Assignment:
The lines to be set down run from the line containing "Target: bright pink bloom" through the final line of the data below; print them exactly and print nothing else.
+++ Dataset excerpts +++
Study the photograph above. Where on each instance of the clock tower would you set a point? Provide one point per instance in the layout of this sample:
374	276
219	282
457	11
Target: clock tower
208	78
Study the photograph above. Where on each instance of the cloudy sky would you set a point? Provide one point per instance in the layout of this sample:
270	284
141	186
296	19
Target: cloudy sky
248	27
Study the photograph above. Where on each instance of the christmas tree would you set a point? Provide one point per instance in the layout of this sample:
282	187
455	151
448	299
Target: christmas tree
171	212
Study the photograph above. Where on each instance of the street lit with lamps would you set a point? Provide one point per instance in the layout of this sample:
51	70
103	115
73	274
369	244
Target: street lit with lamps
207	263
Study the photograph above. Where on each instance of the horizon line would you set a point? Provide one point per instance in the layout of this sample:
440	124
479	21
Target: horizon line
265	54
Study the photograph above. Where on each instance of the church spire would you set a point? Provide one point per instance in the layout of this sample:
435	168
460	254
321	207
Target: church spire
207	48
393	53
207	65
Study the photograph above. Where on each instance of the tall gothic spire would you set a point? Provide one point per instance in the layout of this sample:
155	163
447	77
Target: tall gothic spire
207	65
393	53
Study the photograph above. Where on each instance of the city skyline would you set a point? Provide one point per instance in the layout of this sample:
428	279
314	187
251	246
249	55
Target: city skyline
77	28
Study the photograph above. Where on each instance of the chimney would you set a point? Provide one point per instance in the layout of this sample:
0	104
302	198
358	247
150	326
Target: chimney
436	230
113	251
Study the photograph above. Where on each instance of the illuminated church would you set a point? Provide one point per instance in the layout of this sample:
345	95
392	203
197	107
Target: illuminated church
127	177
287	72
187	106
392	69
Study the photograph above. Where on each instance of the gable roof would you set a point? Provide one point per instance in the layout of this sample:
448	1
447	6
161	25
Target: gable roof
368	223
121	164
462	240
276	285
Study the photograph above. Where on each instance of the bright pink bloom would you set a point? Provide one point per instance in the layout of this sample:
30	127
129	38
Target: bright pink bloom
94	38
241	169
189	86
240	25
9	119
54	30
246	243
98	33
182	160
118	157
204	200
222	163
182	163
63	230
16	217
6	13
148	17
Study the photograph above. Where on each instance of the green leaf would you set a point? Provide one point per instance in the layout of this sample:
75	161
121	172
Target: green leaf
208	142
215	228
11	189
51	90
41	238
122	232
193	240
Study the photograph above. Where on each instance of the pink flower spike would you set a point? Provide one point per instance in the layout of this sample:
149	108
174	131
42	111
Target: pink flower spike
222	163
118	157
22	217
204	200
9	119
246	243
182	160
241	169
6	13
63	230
+++
Your response:
Target: bright pink bloom
94	38
241	169
189	86
240	25
9	119
54	30
246	243
98	33
182	160
118	157
204	200
222	163
182	163
63	230
16	217
6	13
148	17
Study the photograph above. Where on each instance of the green leaf would you set a point? Provide one point per instance in the layout of this sample:
75	161
121	172
Target: green leaf
208	142
215	228
11	189
51	90
41	238
122	232
193	240
Study the photograph above. Where on each instance of the pink flower spike would you set a point? Provide one point per instance in the layout of this sample:
149	108
174	131
42	111
Target: pink flower spike
222	163
118	157
22	217
204	200
9	119
246	243
182	160
241	169
6	13
63	230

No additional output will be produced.